__EXERCISE BRIEF__
Can you retype the items below character for character, starting at the very first line and ending at the line that contains "[386,1,800,283]", with both of those lines included?

__DATA FOR PROCESSING__
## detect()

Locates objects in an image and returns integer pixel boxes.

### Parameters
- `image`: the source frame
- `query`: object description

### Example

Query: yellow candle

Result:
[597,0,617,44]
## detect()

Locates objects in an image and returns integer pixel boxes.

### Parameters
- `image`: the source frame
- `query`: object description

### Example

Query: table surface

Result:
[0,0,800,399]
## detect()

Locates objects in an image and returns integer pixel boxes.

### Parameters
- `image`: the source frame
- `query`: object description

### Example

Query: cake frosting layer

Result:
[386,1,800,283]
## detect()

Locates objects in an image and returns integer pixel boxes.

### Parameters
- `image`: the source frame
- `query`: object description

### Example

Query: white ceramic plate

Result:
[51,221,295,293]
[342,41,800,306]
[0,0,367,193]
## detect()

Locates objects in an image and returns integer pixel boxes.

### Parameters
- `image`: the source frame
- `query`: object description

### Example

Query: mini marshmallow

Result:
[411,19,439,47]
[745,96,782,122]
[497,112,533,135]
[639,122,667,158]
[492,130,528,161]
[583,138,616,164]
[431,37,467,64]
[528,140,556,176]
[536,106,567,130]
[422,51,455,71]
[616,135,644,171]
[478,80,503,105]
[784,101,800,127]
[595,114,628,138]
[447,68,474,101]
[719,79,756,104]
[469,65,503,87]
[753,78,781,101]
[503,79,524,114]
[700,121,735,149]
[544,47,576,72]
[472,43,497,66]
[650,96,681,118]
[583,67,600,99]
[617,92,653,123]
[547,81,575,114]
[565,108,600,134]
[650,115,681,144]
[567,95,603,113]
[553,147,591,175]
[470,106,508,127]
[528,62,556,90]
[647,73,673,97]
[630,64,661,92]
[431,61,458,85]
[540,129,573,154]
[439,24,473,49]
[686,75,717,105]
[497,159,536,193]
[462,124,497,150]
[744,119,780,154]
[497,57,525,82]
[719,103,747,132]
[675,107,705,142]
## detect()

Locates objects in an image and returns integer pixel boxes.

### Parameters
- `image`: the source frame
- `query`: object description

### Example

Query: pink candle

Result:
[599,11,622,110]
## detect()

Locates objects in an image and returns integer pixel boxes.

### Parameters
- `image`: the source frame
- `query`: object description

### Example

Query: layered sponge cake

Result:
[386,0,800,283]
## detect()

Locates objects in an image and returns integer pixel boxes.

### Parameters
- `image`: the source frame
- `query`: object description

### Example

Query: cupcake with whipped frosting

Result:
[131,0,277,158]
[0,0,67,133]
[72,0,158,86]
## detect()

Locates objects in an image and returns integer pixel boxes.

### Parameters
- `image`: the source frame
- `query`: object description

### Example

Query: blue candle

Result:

__ANSWER TO THE EXERCISE__
## detect()

Locates objects in an image and returns integer pixel boxes.

### Parameters
- `image`: the source frame
- `query`: object description

### Example

Query: yellow candle

Result:
[597,0,617,44]
## detect()

Locates objects in an image and returns integer pixel boxes.

### Parameters
- `image`: the source frame
- `query`: object description

### Example

Query: table surface

Result:
[0,0,800,399]
## detect()

Locates objects in an image and returns integer pixel boxes.

### Parameters
- `image`: the source frame
- `query`: object description

### Example

Query: cake frosting layer

Result:
[386,1,800,283]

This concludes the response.